Provided data

──────────────────────────────

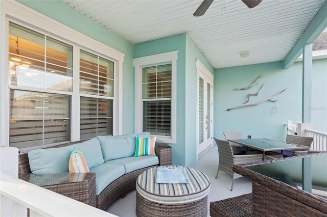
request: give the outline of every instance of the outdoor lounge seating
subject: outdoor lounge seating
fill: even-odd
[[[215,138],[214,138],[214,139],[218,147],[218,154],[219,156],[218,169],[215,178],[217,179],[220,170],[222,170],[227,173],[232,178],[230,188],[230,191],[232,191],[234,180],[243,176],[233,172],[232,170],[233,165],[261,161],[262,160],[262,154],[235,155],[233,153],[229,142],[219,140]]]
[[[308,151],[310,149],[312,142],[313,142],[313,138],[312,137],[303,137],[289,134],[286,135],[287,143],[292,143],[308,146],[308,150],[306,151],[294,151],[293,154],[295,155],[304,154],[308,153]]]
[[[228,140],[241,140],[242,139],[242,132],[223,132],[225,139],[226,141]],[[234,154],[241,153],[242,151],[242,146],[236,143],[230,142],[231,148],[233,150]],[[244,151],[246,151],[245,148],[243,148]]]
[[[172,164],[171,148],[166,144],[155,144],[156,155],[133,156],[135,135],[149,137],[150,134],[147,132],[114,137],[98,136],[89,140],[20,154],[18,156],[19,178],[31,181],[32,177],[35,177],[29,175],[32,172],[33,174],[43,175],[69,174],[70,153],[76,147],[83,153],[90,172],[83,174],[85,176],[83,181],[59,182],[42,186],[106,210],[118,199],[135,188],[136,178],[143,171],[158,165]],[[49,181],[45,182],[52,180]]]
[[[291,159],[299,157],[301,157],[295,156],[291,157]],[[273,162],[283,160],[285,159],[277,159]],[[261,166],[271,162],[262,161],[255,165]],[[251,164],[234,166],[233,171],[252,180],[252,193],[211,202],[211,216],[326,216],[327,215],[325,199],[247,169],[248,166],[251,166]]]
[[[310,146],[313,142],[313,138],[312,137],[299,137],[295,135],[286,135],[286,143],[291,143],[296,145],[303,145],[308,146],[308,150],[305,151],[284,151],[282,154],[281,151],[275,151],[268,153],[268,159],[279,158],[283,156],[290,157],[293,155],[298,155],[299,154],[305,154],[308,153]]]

──────────────────────────────

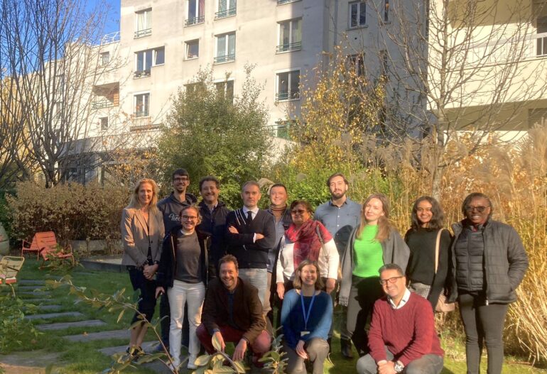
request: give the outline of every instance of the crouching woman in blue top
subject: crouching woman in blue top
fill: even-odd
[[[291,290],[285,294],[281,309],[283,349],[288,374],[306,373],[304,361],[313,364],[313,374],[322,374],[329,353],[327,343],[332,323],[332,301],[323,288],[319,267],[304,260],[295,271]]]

──────────────────────────────

Given task
Count the lines in the entries above that contain the string "request", and reply with only that number.

Final result
2